* [PASSAGE FOR REVIEW]:
* * * *

A team of the Department of Inorganic and Organic Chemistry and the Institute of Theoretical and Computational Chemistry of the UB (IQTCUB), together with a research group of biological chemistry of the University of Oxford, have synthetized carbohydrates with enzymes.
Barcelona/Spain — Sugar or carbohydrate synthesis is important for the development of diagnostic tests, vaccines and new drugs. Sugar or carbohydrate synthesis in the laboratory (conventional chemical synthesis) is usually expensive and requires a lot of work; therefore lots of efforts have been made over the last years to do so with enzymes, which are natural catalysers. However, the enzymes that synthetize sugar (called glycosyltransferases) are hard to manipulate. This is an obstacle for the development of potential drugs that could be used to treat numerous diseases related to carbohydrate-active enzymes, such as diabetes or certain types of cancer.
Nowadays the classic idea of carbohydrates being a source of energy has changed. People know now that carbohydrates play an essential role in many molecular processes in the cell, from detecting pathogenic agents to cellular communication or anti-inflammatory response. Therefore there is a great interest in the design of drugs that copy the structure of carbohydrates, since they would be easily assimilated and recognized by a part of the biological receptor system.

* * * *

* [EXTRACTED DATA]:
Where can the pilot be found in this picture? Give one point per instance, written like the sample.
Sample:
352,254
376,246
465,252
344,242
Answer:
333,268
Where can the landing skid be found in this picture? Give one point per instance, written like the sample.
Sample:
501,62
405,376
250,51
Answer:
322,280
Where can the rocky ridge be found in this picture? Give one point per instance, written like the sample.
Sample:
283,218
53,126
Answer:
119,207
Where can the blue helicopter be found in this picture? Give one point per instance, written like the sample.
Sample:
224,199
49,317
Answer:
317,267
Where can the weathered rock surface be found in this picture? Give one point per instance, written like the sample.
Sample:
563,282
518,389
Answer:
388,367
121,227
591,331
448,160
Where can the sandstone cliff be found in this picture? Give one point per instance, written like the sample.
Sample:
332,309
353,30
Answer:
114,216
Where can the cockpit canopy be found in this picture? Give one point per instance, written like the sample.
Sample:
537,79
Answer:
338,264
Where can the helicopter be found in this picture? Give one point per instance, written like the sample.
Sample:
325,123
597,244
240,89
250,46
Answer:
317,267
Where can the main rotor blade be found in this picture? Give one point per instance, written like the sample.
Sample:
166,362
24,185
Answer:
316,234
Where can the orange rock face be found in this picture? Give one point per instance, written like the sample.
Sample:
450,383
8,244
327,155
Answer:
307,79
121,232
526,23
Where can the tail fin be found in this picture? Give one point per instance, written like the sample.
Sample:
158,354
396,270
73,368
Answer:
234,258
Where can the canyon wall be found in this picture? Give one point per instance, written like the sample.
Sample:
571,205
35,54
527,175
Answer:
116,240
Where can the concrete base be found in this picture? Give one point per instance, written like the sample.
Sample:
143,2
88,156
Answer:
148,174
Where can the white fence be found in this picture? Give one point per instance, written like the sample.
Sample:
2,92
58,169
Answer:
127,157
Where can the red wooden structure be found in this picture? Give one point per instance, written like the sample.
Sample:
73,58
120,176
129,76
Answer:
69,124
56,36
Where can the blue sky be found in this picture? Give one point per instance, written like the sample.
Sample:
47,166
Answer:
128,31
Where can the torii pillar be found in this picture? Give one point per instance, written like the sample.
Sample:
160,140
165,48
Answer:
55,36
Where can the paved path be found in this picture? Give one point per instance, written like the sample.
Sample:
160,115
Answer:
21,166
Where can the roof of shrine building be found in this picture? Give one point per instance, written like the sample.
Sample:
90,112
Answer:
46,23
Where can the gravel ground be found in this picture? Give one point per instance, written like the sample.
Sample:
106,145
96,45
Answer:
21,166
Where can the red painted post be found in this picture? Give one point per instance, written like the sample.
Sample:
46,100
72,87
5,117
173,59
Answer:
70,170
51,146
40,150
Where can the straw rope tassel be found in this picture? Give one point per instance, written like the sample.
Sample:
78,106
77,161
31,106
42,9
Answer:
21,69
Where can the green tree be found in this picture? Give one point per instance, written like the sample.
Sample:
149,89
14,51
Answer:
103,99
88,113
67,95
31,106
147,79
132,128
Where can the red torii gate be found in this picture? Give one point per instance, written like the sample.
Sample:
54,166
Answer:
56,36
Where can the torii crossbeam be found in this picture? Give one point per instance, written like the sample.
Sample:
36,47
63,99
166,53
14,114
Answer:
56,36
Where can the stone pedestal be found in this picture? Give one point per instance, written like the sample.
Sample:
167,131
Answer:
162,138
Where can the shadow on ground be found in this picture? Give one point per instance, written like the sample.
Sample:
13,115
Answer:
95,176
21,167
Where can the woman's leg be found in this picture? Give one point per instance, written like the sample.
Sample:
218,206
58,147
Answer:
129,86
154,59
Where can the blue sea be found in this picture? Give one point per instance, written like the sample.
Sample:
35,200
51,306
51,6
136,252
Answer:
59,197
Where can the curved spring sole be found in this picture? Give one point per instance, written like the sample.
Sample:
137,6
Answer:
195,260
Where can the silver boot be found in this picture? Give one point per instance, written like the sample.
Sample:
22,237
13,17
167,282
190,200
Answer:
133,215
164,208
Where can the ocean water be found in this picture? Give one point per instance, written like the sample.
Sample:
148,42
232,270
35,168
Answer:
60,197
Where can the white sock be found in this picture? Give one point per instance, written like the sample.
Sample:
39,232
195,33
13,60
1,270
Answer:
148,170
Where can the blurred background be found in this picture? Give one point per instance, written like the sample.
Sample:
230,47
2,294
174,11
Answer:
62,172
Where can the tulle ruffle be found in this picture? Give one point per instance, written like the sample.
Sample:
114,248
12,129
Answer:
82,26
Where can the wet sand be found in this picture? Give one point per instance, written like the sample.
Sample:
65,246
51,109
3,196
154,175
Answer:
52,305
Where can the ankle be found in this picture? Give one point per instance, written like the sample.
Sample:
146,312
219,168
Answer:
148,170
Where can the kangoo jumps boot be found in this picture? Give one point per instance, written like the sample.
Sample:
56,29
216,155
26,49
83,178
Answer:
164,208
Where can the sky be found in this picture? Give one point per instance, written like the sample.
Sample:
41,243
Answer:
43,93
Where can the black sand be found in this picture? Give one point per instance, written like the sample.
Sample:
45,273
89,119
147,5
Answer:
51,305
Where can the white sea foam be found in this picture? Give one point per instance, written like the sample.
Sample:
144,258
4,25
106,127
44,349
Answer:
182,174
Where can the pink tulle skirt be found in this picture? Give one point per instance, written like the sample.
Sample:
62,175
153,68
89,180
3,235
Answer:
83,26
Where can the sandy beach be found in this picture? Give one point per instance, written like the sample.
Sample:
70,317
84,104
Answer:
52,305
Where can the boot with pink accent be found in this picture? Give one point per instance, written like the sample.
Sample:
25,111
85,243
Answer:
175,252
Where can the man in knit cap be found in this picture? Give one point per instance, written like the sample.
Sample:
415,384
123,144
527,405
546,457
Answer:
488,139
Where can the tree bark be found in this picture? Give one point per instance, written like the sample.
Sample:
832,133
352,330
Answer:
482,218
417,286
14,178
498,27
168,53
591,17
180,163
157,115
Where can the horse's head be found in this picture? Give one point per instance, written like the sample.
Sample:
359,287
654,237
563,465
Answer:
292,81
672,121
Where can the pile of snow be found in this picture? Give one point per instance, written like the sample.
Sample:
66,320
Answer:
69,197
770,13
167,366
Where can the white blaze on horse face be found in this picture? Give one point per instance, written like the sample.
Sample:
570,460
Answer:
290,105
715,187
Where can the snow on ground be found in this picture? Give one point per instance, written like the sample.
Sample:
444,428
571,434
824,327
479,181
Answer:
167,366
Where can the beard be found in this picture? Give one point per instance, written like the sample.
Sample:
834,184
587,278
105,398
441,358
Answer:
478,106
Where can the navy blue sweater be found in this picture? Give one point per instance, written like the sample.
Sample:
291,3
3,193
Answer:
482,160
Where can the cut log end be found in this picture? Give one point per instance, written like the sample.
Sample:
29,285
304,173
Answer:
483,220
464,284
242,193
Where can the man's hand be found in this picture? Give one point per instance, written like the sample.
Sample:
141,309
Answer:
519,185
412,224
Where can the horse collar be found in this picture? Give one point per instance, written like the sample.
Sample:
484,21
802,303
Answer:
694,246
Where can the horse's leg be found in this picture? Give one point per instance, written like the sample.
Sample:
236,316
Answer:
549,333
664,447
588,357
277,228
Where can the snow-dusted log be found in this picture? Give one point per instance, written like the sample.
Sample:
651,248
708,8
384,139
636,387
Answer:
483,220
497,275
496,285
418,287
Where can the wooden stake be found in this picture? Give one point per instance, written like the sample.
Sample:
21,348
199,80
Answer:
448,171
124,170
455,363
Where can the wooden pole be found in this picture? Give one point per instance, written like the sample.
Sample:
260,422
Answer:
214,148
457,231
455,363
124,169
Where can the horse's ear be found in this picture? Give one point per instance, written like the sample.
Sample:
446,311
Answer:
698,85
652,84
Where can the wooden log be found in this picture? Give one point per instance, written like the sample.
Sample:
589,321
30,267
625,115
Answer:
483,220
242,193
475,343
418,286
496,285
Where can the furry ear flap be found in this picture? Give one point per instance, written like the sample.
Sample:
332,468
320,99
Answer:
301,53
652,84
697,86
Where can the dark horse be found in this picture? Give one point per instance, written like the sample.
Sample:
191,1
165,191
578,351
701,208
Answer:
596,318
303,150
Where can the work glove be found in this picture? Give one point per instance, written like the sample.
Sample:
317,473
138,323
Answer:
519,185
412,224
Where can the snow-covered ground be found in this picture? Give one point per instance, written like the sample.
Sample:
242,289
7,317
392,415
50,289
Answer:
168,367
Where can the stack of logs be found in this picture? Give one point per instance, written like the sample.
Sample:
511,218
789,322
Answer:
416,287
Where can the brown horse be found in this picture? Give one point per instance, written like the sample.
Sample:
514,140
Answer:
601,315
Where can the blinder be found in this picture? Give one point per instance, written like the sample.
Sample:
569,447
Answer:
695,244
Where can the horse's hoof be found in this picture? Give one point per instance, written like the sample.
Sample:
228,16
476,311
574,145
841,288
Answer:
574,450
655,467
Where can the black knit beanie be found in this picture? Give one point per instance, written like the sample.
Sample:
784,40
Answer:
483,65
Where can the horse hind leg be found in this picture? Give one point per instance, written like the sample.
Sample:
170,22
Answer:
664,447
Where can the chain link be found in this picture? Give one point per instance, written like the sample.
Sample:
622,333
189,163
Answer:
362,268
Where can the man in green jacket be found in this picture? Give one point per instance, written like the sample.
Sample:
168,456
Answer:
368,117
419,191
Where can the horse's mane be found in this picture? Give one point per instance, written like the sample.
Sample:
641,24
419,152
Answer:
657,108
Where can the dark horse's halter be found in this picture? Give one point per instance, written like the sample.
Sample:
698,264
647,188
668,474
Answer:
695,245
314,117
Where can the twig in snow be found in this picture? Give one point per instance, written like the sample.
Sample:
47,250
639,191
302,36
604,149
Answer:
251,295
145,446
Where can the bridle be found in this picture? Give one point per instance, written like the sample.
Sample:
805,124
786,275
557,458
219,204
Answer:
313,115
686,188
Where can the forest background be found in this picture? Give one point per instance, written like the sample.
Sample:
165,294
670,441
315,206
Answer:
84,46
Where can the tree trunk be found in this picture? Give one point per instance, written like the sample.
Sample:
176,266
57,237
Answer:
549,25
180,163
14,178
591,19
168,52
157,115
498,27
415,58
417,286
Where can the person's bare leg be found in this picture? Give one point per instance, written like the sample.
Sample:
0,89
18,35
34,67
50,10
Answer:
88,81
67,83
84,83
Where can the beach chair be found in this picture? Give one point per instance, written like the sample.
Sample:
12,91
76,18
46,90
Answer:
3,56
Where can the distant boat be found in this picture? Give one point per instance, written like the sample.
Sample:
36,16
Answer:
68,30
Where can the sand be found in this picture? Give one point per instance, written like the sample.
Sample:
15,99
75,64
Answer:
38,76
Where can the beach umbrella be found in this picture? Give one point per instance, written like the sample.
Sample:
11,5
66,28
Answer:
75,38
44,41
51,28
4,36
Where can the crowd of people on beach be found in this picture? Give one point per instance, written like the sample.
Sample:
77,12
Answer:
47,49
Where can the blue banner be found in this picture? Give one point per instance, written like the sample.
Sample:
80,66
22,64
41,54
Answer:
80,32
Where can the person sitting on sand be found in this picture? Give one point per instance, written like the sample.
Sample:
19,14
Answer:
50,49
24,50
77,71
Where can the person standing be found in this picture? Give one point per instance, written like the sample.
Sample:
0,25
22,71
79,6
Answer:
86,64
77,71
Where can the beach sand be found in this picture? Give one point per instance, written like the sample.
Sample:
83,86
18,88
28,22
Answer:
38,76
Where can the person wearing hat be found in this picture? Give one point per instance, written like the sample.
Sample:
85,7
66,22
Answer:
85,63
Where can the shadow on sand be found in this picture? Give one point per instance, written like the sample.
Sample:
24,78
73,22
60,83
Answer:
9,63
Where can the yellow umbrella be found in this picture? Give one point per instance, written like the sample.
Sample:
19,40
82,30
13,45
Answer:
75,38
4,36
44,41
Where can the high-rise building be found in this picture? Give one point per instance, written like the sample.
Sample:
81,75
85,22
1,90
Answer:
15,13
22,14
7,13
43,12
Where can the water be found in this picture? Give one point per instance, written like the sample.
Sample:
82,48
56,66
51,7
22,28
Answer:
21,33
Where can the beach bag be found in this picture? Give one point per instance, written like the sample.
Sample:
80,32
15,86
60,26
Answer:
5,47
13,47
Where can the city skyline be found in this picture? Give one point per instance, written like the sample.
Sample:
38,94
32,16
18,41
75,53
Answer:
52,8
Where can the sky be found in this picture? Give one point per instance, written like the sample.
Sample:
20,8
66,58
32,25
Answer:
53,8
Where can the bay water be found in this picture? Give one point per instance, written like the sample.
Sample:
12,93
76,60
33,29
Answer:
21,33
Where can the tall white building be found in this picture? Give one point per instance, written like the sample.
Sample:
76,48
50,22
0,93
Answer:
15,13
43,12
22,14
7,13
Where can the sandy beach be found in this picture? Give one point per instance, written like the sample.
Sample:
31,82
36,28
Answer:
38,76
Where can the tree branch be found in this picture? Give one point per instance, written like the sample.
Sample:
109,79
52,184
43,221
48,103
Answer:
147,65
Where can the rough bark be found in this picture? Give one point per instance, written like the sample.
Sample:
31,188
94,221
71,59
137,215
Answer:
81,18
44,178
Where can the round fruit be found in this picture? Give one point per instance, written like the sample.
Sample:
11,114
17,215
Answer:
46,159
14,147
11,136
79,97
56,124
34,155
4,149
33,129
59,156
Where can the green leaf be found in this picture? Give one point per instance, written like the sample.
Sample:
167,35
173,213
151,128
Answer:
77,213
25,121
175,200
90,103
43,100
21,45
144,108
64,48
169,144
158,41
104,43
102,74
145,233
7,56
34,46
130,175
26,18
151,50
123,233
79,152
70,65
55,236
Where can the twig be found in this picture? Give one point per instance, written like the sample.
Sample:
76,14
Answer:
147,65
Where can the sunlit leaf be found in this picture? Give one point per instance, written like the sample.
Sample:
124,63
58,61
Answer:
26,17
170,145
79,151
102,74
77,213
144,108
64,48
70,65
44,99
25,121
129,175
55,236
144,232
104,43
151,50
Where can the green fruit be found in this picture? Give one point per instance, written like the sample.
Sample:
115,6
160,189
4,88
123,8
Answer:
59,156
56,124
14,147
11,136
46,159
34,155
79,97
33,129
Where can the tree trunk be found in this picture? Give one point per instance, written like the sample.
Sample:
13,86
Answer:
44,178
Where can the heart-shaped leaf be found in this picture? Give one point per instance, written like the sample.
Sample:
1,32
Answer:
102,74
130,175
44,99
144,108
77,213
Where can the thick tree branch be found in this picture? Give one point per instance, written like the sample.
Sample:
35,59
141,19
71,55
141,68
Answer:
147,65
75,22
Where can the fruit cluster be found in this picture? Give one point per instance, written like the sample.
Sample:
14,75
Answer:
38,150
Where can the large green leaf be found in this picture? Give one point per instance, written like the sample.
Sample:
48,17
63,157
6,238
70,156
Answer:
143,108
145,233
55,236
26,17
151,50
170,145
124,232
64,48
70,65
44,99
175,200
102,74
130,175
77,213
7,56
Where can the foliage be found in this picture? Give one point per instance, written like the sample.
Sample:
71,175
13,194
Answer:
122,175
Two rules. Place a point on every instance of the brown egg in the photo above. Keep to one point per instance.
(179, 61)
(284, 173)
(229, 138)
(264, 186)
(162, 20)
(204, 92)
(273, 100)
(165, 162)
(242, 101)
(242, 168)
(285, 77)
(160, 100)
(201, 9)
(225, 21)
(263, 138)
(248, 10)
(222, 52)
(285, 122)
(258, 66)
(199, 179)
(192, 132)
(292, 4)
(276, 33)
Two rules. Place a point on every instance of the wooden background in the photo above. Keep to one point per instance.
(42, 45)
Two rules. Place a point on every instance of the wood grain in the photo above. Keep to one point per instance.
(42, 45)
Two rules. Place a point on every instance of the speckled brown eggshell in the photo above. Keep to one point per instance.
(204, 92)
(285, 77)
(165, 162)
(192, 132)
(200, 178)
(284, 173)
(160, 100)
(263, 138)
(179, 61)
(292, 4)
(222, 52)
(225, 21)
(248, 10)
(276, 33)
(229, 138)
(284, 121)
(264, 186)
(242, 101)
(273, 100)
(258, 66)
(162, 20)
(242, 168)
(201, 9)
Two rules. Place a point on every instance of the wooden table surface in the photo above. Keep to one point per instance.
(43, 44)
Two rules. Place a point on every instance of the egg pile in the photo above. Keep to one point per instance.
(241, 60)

* * * *

* [WHAT IS BEING ASKED]:
In the article on making carbohydrates with enzymes, what are the enzymes that synthetize sugar called? The rows come from a separate source, unrelated to the text.

* [RESULT]:
Glycosyltransferases.